> [REQUIRED WORK]
Write out, without any change, the lines of the listing starting with the line that contains "green leaves, one" and continuing through the last line of the listing.

RECORDS start

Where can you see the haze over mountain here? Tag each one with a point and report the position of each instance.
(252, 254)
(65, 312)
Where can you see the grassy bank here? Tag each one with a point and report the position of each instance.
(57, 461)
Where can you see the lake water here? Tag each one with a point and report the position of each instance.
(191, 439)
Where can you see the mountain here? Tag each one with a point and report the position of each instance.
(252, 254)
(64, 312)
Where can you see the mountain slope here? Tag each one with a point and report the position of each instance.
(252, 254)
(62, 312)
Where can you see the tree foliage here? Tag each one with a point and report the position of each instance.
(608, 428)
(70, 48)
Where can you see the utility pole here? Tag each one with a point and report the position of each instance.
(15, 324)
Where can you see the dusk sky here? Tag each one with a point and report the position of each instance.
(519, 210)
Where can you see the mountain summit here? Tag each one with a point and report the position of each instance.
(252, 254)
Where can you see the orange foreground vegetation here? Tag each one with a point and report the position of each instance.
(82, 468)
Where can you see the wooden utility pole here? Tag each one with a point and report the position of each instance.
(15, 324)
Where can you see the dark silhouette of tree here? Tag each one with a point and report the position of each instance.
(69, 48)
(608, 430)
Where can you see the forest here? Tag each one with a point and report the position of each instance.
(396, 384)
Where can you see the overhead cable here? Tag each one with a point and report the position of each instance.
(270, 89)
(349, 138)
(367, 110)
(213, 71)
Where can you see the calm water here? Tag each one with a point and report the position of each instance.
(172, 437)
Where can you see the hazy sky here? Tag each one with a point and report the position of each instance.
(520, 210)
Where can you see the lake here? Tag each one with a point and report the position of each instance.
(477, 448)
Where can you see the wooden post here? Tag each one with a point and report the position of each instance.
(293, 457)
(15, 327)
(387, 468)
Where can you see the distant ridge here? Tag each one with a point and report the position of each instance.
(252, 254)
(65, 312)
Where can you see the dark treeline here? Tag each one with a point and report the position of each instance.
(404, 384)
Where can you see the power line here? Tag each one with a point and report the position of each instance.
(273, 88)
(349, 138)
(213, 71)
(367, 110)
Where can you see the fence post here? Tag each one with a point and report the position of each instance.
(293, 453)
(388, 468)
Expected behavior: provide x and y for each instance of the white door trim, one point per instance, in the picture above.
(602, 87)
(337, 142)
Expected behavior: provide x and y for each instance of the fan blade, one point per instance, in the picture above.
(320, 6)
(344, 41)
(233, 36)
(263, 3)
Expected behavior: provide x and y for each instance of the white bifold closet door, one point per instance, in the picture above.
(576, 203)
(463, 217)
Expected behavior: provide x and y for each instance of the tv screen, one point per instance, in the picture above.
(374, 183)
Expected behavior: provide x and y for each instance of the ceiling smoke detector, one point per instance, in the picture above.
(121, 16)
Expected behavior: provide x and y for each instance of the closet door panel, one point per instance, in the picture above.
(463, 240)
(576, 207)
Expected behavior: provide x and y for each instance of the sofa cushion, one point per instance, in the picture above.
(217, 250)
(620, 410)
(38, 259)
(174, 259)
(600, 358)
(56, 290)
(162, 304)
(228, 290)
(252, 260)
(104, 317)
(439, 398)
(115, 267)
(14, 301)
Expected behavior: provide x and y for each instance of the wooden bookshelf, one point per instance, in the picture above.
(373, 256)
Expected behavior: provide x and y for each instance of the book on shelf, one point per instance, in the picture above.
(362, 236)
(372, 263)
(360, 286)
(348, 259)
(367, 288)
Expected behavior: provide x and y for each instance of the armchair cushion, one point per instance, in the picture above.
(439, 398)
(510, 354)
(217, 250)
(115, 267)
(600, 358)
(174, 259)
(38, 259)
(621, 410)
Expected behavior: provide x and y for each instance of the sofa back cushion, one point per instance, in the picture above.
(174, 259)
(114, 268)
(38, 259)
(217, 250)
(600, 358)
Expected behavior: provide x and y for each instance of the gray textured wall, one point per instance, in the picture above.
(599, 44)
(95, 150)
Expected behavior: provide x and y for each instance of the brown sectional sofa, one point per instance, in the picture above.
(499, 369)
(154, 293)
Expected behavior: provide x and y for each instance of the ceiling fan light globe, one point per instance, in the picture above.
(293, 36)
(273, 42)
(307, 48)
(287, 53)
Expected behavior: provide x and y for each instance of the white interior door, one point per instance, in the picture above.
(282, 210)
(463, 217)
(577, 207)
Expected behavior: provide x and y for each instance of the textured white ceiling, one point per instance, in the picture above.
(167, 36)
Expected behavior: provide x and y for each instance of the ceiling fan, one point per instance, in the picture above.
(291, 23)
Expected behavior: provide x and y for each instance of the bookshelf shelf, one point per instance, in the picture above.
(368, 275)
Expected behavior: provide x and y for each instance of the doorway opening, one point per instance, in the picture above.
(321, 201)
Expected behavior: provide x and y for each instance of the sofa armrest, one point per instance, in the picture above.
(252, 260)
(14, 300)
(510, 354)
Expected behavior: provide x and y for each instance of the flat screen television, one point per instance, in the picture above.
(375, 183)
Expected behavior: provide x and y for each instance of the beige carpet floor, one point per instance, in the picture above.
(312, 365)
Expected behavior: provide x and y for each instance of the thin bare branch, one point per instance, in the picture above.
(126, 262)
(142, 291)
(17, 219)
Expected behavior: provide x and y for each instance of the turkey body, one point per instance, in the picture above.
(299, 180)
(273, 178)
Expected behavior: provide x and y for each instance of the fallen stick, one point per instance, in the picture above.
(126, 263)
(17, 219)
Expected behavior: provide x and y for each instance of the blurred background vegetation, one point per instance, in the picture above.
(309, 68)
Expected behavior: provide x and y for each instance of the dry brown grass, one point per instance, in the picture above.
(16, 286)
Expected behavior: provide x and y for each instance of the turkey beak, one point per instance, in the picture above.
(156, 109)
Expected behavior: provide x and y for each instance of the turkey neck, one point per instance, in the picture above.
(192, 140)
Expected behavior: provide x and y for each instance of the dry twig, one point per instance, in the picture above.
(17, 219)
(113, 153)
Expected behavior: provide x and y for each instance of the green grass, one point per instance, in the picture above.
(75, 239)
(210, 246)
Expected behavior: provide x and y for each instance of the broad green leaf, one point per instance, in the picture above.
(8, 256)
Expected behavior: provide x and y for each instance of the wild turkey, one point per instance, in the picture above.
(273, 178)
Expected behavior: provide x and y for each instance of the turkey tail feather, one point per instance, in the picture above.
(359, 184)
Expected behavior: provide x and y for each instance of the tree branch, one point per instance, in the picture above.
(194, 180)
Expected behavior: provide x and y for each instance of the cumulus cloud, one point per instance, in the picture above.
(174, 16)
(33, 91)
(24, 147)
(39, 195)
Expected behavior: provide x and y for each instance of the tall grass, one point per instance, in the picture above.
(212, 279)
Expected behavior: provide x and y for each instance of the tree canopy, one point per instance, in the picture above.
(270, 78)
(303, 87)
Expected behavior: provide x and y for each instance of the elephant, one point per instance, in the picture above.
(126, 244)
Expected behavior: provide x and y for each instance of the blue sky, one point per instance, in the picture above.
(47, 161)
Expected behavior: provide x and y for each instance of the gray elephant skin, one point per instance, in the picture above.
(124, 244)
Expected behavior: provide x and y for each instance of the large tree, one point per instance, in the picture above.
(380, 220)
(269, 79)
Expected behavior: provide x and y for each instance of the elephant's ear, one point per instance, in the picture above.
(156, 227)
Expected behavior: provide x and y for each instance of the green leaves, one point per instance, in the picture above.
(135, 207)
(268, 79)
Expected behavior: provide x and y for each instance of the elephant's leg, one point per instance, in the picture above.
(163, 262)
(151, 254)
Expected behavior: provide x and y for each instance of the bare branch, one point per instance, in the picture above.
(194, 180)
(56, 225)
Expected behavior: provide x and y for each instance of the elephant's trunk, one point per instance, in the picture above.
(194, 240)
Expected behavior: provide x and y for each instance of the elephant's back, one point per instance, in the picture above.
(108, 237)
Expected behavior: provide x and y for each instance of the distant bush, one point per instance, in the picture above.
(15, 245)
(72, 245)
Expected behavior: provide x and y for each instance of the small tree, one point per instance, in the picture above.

RECORDS end

> [SOLUTION TO THIS TASK]
Expected behavior: provide x and y for each instance of the green leaves, one point per instance, in the picture above.
(135, 207)
(268, 79)
Expected behavior: provide x and y for each instance of the elephant's leg, one point per instance, in the picture above.
(163, 262)
(151, 254)
Expected behavior: provide x and y for each instance of the bare branch, one point per instance, in the picture above.
(194, 180)
(56, 225)
Expected behavior: provide x and y for each instance of the elephant's trunk, one point per instance, in the picture above.
(194, 240)
Expected behavior: provide x and y for each instance of the elephant's back, one point per instance, in the picture above.
(108, 237)
Expected behavior: provide x and y for each instance of the distant bush, one point per instance, in the picture above.
(15, 245)
(72, 245)
Expected behavior: provide x and y for each instance of the small tree, one point per instance, in the picture above.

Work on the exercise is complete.